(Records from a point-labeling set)

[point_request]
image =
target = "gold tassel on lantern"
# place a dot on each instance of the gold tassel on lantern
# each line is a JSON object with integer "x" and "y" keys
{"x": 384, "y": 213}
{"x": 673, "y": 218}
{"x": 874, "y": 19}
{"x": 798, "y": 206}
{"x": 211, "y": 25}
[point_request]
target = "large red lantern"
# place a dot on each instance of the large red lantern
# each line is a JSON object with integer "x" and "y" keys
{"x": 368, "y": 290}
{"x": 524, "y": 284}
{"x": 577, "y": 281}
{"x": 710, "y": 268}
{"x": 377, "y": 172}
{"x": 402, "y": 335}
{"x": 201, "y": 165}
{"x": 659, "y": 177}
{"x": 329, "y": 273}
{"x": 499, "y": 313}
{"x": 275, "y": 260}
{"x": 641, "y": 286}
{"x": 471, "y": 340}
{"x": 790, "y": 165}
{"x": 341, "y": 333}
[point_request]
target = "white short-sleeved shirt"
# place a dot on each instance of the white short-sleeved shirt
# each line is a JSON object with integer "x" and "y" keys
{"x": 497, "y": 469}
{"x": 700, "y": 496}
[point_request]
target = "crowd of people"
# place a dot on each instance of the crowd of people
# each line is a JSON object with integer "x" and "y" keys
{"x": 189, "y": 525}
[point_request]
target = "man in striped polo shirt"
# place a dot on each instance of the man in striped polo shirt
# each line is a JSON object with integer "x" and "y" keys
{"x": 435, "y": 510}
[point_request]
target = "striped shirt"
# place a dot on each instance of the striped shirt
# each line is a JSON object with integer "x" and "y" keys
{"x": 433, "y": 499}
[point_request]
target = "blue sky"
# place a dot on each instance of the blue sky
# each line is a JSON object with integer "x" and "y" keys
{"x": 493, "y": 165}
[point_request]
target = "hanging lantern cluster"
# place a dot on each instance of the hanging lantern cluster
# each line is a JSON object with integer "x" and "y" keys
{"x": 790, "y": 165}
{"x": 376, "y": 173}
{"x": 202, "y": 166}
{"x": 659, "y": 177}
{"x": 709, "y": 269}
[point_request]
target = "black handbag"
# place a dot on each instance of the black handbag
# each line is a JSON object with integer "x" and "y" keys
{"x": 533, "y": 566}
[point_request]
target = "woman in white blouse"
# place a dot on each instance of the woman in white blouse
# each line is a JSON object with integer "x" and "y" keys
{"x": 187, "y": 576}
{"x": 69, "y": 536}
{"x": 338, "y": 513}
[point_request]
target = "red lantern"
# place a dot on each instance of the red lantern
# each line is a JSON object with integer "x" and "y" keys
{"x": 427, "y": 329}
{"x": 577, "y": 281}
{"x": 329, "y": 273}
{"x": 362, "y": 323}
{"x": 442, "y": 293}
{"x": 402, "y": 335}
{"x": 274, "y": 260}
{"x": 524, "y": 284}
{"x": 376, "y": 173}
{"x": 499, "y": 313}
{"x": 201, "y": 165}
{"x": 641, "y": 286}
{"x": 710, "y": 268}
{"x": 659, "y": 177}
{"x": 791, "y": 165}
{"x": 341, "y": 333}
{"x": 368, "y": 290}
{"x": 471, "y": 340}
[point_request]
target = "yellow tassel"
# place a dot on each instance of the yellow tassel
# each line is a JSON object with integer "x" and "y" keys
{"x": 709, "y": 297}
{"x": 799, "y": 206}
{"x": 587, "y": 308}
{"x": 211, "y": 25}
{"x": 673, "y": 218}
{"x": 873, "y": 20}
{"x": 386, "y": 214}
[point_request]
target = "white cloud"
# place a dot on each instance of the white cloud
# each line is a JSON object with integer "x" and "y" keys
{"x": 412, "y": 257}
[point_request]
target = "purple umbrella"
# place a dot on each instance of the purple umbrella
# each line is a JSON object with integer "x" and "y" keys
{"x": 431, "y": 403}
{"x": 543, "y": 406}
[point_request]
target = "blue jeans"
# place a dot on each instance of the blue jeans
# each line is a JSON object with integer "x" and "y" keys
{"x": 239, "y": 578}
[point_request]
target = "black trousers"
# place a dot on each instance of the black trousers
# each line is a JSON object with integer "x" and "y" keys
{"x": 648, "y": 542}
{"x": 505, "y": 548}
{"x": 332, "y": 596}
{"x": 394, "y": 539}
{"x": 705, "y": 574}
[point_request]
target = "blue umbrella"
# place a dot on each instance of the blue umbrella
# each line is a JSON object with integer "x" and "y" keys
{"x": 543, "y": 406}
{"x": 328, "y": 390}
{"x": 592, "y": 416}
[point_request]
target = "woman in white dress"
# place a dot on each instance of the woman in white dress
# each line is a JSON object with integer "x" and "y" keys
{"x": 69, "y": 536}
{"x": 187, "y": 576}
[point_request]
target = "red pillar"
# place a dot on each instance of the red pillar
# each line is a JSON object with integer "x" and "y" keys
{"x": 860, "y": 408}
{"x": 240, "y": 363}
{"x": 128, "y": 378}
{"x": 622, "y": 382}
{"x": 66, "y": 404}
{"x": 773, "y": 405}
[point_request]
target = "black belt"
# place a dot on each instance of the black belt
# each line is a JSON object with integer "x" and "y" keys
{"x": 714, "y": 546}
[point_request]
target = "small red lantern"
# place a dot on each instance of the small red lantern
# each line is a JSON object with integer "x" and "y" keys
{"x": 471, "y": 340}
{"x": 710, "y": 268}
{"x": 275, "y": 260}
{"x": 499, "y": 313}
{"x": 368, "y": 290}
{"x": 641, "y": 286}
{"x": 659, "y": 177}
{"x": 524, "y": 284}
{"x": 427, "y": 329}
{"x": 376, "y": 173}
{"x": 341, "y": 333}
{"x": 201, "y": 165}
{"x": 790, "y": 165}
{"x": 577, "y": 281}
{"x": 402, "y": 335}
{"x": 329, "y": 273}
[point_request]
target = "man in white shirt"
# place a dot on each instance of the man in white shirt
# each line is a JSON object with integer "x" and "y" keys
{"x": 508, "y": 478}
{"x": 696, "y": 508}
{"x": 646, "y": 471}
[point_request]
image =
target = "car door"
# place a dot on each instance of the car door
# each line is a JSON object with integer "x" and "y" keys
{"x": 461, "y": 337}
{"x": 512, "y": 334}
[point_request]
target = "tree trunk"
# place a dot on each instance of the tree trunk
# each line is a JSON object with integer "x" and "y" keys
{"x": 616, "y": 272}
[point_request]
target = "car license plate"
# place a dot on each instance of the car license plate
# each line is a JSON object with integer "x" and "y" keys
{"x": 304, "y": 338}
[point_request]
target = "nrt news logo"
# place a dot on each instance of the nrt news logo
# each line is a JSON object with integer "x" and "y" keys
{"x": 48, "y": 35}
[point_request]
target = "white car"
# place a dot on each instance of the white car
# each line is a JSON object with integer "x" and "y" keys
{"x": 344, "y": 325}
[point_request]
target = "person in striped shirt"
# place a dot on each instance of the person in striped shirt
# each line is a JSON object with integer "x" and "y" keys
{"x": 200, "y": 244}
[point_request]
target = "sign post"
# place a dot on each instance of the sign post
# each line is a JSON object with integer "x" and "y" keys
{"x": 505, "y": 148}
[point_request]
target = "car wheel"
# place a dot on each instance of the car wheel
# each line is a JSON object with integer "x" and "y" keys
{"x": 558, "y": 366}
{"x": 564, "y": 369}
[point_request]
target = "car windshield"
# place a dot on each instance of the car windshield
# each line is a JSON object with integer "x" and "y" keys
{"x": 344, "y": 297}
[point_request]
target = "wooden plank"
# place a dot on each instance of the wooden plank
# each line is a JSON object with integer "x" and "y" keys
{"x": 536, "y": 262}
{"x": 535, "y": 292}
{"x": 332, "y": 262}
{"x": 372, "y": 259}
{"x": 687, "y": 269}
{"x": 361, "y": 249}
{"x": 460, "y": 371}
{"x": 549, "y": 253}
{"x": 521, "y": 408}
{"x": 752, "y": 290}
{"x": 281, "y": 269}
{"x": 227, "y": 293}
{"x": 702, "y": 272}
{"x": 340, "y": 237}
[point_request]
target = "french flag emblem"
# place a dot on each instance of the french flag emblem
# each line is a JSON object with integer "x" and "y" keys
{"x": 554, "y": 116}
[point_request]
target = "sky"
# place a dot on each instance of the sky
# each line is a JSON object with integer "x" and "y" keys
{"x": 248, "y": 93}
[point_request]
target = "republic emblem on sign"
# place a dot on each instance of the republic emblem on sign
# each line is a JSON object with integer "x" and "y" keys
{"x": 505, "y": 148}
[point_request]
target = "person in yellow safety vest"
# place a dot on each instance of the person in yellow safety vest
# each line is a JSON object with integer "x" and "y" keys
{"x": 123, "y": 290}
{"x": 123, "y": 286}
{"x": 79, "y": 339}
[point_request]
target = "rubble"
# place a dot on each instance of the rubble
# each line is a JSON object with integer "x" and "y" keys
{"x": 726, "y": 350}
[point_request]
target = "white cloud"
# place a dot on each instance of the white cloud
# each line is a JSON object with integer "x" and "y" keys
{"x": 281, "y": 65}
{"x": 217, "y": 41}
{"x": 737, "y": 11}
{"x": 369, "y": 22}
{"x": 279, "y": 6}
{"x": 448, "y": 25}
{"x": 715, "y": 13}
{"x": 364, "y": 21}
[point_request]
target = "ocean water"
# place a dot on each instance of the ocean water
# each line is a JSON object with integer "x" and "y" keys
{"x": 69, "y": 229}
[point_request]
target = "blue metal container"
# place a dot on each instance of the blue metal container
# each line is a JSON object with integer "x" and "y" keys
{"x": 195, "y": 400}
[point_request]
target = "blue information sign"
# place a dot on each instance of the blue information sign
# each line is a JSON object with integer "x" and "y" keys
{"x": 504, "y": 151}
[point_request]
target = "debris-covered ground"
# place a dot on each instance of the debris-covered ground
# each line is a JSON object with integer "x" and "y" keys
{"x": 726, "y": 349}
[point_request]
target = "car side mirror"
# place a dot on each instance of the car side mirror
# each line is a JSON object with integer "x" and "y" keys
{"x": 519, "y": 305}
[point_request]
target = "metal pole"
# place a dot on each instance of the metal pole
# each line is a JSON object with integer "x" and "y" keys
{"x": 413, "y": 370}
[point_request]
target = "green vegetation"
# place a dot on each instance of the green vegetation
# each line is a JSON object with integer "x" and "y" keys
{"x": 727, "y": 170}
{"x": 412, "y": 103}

* Aim of the exercise *
Count the lines in the data that contain the string "jeans", with case taken into account. Give only the number.

* Solved exercise *
2